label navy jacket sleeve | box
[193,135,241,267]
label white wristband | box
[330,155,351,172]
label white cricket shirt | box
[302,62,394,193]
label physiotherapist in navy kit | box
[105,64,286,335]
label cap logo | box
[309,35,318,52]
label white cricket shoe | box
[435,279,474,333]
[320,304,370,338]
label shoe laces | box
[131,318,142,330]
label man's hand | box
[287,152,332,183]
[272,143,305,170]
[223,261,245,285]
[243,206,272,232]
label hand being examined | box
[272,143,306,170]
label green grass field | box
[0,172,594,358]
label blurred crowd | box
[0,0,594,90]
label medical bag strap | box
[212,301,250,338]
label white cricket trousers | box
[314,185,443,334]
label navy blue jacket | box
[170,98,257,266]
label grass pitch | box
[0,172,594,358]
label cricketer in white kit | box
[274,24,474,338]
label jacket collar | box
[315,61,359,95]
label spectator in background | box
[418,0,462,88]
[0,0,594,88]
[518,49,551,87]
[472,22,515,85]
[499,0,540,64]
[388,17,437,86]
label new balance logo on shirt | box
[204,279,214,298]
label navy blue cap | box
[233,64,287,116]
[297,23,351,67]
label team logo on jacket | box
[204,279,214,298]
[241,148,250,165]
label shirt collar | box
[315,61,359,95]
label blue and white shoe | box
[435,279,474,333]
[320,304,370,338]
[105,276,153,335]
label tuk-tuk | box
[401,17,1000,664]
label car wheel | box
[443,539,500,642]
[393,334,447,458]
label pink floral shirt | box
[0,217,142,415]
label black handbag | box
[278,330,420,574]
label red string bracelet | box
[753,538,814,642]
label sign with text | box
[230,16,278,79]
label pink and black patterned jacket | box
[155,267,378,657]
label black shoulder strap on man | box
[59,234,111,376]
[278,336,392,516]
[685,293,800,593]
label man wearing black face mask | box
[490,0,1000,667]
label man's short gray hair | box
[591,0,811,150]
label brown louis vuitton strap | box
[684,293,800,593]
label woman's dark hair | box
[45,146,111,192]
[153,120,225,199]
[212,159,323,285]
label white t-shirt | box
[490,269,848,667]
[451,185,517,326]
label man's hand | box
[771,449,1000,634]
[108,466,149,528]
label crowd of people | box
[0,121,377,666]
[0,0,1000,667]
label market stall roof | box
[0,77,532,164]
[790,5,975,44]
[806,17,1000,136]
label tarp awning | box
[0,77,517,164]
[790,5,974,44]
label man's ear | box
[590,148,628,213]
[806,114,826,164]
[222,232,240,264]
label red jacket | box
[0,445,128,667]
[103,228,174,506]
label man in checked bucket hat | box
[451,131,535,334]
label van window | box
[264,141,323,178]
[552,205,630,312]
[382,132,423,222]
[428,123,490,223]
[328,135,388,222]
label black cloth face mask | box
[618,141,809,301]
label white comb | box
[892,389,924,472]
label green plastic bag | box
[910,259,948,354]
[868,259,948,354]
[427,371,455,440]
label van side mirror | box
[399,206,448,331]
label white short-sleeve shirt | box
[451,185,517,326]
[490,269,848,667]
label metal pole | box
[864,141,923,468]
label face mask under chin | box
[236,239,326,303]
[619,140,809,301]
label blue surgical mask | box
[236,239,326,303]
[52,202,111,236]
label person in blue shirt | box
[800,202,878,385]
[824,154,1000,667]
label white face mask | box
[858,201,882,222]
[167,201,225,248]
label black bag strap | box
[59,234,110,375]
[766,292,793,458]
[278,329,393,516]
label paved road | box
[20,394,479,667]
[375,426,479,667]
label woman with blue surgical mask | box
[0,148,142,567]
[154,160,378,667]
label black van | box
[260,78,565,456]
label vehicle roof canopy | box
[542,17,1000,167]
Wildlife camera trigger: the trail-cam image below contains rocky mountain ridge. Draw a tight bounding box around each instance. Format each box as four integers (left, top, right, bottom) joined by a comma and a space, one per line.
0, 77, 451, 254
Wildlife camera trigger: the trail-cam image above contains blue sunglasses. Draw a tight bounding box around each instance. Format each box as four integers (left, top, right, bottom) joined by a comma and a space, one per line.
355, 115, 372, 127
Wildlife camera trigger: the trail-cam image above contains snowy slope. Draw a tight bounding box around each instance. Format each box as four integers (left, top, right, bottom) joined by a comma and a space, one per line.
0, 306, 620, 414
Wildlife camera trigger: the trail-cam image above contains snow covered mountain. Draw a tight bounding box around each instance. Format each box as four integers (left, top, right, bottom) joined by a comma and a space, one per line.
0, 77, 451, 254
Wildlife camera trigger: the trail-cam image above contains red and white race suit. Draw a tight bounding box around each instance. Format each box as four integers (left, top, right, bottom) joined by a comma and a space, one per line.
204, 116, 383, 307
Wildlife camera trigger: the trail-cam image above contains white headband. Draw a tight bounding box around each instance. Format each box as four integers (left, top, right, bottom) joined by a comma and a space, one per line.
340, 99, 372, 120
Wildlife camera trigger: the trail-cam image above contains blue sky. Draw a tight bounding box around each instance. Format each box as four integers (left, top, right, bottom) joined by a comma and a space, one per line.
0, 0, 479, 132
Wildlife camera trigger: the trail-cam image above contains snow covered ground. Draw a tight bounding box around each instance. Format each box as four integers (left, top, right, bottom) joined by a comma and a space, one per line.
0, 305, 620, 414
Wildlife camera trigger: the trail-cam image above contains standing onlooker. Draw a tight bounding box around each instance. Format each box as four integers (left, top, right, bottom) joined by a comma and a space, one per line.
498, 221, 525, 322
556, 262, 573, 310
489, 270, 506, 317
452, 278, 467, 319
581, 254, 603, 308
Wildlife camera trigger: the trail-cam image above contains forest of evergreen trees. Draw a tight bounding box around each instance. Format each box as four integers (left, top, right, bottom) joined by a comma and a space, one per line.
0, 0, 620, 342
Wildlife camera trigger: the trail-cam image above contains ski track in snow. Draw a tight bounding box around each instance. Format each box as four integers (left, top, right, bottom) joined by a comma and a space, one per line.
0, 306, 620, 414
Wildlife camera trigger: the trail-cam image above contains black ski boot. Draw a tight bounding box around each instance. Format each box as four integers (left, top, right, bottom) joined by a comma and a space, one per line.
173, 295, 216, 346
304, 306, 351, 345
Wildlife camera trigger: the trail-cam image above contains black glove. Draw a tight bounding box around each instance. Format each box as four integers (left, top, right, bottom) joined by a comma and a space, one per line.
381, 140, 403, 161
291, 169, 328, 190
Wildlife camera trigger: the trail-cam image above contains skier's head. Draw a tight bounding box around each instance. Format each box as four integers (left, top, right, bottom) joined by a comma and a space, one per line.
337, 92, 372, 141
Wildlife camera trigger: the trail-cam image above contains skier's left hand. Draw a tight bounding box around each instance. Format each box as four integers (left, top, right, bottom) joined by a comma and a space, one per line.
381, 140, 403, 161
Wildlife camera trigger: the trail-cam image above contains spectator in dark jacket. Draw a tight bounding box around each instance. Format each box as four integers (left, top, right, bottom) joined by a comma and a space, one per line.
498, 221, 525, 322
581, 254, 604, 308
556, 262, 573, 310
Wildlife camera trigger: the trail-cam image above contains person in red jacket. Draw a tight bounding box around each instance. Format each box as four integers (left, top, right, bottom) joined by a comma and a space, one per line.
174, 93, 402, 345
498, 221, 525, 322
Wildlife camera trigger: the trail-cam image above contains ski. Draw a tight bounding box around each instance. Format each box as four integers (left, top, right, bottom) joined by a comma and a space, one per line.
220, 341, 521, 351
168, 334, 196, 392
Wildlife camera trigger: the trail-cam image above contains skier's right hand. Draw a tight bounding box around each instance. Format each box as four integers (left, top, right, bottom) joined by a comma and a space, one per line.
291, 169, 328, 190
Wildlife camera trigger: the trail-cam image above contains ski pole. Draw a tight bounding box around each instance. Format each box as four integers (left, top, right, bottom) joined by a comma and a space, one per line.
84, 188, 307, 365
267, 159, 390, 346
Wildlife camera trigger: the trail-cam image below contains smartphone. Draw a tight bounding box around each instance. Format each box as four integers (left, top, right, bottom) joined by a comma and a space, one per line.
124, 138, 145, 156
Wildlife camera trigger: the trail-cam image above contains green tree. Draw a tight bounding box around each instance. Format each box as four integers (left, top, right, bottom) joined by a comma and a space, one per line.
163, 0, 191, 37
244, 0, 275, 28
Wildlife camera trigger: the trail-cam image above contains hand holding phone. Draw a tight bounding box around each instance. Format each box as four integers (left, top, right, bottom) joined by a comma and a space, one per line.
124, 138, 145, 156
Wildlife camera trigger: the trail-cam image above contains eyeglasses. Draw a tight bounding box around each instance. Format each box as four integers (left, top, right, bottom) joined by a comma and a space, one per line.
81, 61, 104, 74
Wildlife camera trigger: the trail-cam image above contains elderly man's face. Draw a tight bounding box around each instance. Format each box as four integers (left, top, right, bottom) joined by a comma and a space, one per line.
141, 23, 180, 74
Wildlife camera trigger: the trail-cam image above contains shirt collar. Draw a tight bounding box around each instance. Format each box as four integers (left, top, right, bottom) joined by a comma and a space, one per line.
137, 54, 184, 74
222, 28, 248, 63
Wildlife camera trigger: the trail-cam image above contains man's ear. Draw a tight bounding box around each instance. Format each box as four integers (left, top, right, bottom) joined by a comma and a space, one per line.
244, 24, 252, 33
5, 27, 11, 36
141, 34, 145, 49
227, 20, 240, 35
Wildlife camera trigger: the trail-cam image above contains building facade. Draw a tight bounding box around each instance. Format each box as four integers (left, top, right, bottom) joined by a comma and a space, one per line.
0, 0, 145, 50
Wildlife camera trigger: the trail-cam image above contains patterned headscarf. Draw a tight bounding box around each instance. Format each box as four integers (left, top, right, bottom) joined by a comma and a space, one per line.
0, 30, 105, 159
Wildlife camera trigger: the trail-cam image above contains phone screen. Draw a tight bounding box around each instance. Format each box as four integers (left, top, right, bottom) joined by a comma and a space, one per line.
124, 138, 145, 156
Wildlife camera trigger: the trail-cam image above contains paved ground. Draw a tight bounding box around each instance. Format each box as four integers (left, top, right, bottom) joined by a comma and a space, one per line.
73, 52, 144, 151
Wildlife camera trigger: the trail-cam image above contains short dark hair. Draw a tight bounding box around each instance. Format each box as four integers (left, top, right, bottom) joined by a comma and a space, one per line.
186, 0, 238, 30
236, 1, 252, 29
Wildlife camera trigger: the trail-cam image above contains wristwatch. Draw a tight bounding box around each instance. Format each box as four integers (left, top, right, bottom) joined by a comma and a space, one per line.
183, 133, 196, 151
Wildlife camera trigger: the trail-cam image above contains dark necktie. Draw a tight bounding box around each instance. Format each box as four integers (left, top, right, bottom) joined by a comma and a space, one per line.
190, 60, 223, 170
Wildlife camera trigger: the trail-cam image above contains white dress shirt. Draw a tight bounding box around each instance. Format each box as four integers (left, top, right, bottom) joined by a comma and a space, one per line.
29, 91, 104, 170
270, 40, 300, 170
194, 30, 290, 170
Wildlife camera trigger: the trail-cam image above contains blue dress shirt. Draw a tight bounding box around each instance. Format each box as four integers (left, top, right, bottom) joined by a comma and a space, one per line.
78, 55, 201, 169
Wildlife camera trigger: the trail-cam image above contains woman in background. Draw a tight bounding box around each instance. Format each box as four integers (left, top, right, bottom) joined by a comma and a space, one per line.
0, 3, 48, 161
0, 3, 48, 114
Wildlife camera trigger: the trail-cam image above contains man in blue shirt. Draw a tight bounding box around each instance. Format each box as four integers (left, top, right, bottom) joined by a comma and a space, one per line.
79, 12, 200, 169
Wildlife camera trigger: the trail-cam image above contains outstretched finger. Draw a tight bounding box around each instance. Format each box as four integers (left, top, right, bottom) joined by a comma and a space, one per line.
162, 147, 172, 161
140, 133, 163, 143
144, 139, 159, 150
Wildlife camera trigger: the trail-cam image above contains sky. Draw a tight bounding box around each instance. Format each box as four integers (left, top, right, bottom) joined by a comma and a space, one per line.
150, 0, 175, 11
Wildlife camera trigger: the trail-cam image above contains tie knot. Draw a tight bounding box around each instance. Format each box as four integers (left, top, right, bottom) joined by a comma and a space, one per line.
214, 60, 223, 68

## Task objective
Arrange the lines of the listing above, from the line containing "label white comb | box" through the line containing "[864,141,923,468]", as a JSON list of strings with one string per line. Leave out any blank lines.

## Exercise result
[
  "label white comb | box",
  "[892,389,924,472]",
  "label green plastic bag | box",
  "[910,259,948,354]",
  "[868,259,948,354]",
  "[427,371,455,440]",
  "label van side mirror | box",
  "[399,206,448,331]",
  "label white short-sleeve shirt | box",
  "[451,185,517,326]",
  "[490,269,848,667]",
  "label metal pole | box",
  "[864,141,923,468]"
]